• _TASK INPUT_:
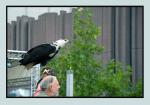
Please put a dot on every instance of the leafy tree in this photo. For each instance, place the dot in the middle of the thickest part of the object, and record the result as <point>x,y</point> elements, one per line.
<point>91,78</point>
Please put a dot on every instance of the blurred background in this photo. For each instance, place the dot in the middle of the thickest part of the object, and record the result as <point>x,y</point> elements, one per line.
<point>121,35</point>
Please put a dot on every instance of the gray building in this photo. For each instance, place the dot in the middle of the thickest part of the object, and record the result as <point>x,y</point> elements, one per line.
<point>122,33</point>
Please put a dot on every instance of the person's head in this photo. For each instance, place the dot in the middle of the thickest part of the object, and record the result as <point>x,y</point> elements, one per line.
<point>48,71</point>
<point>50,85</point>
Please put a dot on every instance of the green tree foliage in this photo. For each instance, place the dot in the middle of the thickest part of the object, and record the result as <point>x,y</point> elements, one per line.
<point>91,78</point>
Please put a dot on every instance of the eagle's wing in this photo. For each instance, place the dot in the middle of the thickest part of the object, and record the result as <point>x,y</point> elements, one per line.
<point>38,53</point>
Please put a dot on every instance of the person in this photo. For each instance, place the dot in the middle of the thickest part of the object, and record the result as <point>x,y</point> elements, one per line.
<point>46,71</point>
<point>49,86</point>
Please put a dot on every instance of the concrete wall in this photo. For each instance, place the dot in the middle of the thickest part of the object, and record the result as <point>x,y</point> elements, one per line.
<point>122,33</point>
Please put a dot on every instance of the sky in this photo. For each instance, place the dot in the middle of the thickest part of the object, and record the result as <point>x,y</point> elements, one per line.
<point>13,12</point>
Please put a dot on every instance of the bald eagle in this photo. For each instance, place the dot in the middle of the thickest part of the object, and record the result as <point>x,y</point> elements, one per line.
<point>41,54</point>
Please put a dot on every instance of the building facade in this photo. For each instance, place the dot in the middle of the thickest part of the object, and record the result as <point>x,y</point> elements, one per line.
<point>121,33</point>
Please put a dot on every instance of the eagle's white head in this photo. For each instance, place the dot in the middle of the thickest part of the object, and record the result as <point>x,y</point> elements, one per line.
<point>61,43</point>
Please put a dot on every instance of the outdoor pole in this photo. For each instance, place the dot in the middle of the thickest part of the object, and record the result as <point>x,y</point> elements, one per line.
<point>69,84</point>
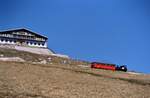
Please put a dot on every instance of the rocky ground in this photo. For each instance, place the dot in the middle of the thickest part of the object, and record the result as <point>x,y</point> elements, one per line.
<point>26,80</point>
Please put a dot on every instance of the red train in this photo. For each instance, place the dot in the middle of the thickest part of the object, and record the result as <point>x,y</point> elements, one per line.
<point>106,66</point>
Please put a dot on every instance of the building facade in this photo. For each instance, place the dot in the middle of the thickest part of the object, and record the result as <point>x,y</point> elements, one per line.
<point>23,37</point>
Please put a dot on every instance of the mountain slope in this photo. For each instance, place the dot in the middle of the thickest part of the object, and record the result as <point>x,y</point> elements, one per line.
<point>56,79</point>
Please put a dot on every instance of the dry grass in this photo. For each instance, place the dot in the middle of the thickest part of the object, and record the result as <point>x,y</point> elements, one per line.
<point>26,80</point>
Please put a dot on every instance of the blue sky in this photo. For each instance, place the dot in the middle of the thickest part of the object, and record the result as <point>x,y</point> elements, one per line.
<point>113,31</point>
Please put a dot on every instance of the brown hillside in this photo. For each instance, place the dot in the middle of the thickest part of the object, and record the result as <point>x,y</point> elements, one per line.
<point>70,80</point>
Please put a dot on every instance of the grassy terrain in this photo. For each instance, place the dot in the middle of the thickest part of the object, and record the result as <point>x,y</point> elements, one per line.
<point>69,79</point>
<point>26,80</point>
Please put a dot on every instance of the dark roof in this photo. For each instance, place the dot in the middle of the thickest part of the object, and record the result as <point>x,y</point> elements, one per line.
<point>23,29</point>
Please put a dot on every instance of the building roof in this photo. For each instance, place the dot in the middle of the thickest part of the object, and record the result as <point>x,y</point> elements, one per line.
<point>25,30</point>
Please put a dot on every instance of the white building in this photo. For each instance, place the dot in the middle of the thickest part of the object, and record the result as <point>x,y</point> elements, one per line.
<point>23,37</point>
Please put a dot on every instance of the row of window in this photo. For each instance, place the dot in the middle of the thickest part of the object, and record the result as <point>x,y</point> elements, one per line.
<point>31,43</point>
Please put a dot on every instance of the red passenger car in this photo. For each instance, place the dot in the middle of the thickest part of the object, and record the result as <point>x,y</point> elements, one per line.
<point>106,66</point>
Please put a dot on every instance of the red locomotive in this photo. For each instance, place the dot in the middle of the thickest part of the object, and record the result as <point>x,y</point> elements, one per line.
<point>106,66</point>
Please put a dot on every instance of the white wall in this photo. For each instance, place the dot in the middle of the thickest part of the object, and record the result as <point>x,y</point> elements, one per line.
<point>29,43</point>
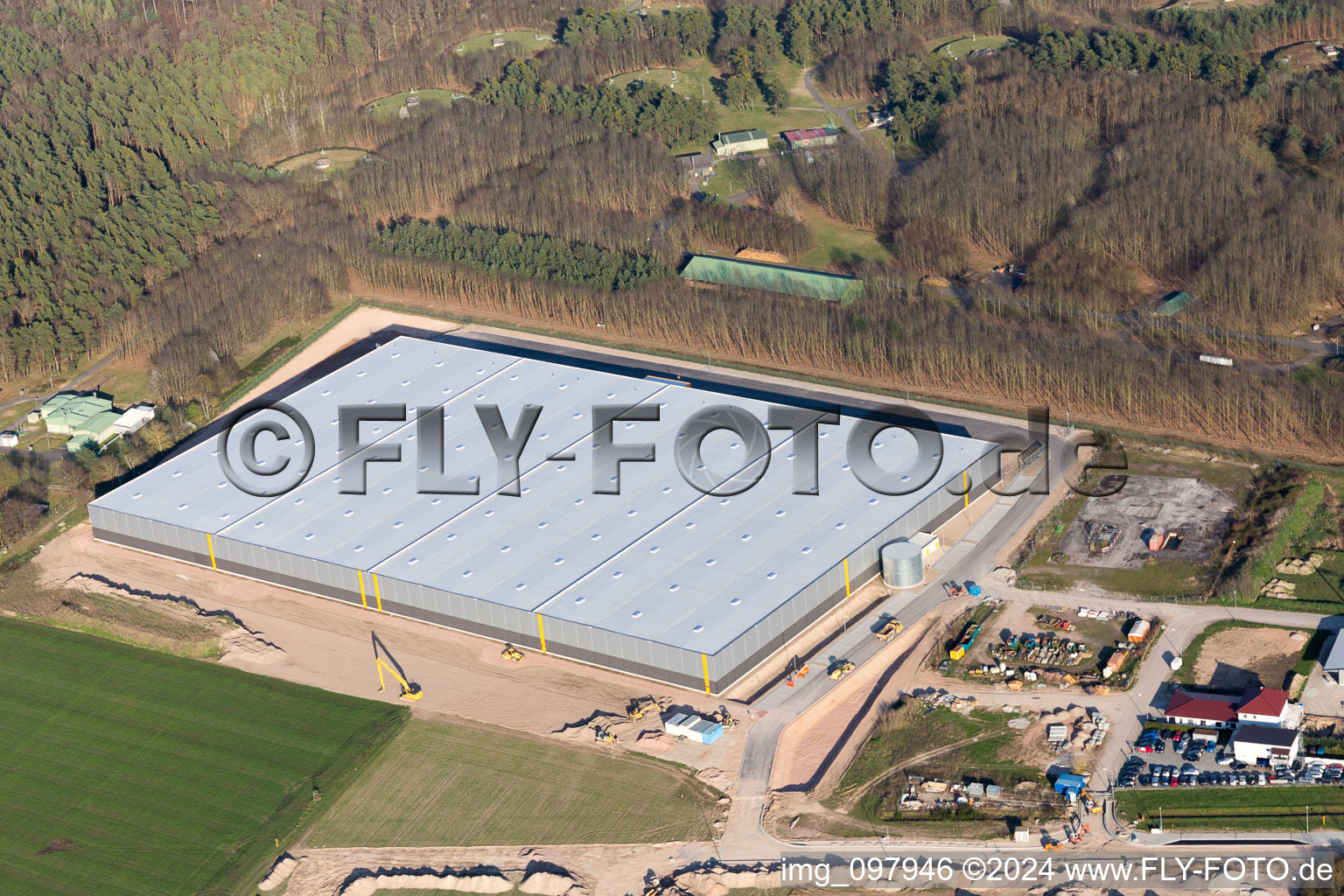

• _TASK GOAL_:
Every entry should come back exactly as written, only without images.

• _RESULT OF THE TASK_:
Please put a dot on every instance of the leafy tree in this photo. For each instance, place the dot in the middle of the thickest part of the object, and record the result as <point>x,y</point> elements, one per line.
<point>91,78</point>
Please put a dot on every instance of the blurred background in this photo. For each instance, place the dot in the middle of the thickest part of the object, and record the result as <point>x,y</point> elements, one per line.
<point>121,35</point>
Please put a dot on every instance of the gray building in this photo. For each instance, place the dot in the middle of the thickest part of the object, and record the result as <point>x,y</point> elements, one per line.
<point>122,33</point>
Please put a dot on every instance of the person's head in this photo. For each instance, place the dot in the middle of the thickest part of the object, and record the result as <point>x,y</point> elements, one per line.
<point>48,71</point>
<point>50,85</point>
Please put a dot on every instance of the green tree foliage in this photo. For each instance, place the dot in the middle of the thickest part of the object, and record the result as <point>x,y</point> elements, one per line.
<point>91,78</point>
Please put a dot on every instance of the eagle's wing in this photo. For each instance, place the dot in the middle of the thickest part of the object, and record the result as <point>x,y</point> elements, one per line.
<point>38,53</point>
Please put a dot on every instance of the person in this photo. For each instance, place the dot in the middle of the thickest part of the object, and record the result as <point>x,y</point> elements, one per line.
<point>46,71</point>
<point>49,86</point>
Please put a dot on every instance of the concrete wall in this photo. For each instance, place the dot in the middle of the thickest part of the object, and record the result as <point>x,y</point> elements, one per line.
<point>122,33</point>
Please put a dot on every instance of the sky in this photo. For each instance, place the dot in the middle of the thickest part of the object, and record the result as <point>x,y</point> elements, one per line.
<point>13,12</point>
Please put a dot on every instance of the bald eagle in this photo. For each instance, place the dot in the middle of the thickest part of the object, and record the result as <point>x,y</point> elements, one per line.
<point>41,54</point>
Please put a dot on every instance of the building facade in this photo. For each instance, place the dot in the middle of the thickest part of the object, and record the result as <point>x,y</point> elements, one per line.
<point>121,33</point>
Please put a dot on every instance of the eagle's white head in this photo. For each instance, place the dot in the middle of the thickest part of the object, and record the result as <point>x,y</point> elements, one per line.
<point>61,43</point>
Please put a dot on every instance of the outdoor pole in this photo. For each instance, place the dot in the middle of the thickest part of the object, and record the result as <point>x,y</point> elements, one per line.
<point>69,84</point>
Please put a dot on every instance of the rocky ground in this photo. For each instance, place the dot in the middle of the thickest part of the object, and record the result as <point>x,y</point> elements, one per line.
<point>26,80</point>
Please put a dot on every instance of the red train in this photo. For each instance, place the dot in the middle of the thickest part of the object, and record the result as <point>x,y</point> elements, one per line.
<point>106,66</point>
Please put a dot on every instance of the building facade in this photo. For each instance, place the dot in the middle of the thickest part of the object, and record the result as <point>x,y</point> elements, one per line.
<point>23,37</point>
Please put a dot on every instance of the mountain slope in this photo. For each instance, place the dot in the middle of the thickest part of the object, and record the result as <point>x,y</point> elements, one per line.
<point>56,79</point>
Please put a dot on every instance of the dry grass in this photo. For each instance, place the dot in the middle of the thickest part of the object, and record the result as <point>x,y</point> elements, one per line.
<point>26,80</point>
Please put a dot on every instance of the blue sky in this photo. For each instance, place the dot in the middle of the thickest part of the object, and record the result as <point>x,y</point> elements, one per line.
<point>113,31</point>
Please put a dot on every instance of the brown hillside in this photo. For each instance, place the dot in the middle of the thickest part of the object, and record the result as <point>x,y</point> elements, one per line.
<point>70,80</point>
Please put a dot on every instance of the grassy terrain in this photo. For each instance, place the dot in the middle of the thickest part of the object, and record the result as <point>x,y</point> elements, one per line.
<point>69,79</point>
<point>26,80</point>
Please put a dot on every instance of the dark roof in this photo. For each instance, place the dot in the middle of the thickest part of the object, and record the result as <point>x,y</point> elements, one per line.
<point>23,29</point>
Please put a dot on every instance of the building roof in this photo. For each instance, place the dot in the middle of the thickest part of the object, and record the result as <point>x,y</point> elements, one per line.
<point>25,30</point>
Please put a dot on every instance of the white building in this photo. For each instance, place the dot in the middle of the thickest part of the object, and record the result as <point>x,y</point> elements, one per line.
<point>23,37</point>
Please put a dot on every instance of the row of window in this photo. For each instance, place the dot in the middle of the thickest part of the object, and record the result as <point>x,y</point> elements, one per line.
<point>31,43</point>
Please put a dot on every instance of the red passenger car in this photo. For each instance, place the dot in the middle of the thickest part of the object, and record the result as <point>x,y</point> elements, one per line.
<point>106,66</point>
Please put a dot on every instance of the red locomotive in this photo. For each instance, place the dot in the middle of the thickest part of the object, and record the result as <point>x,y</point> elements, one per line.
<point>106,66</point>
Please put a dot on every instance of the white wall in this photo. For each instance, place the dot in the middle of the thickest part of the object, and record the result as <point>x,y</point> elements, one per line.
<point>29,43</point>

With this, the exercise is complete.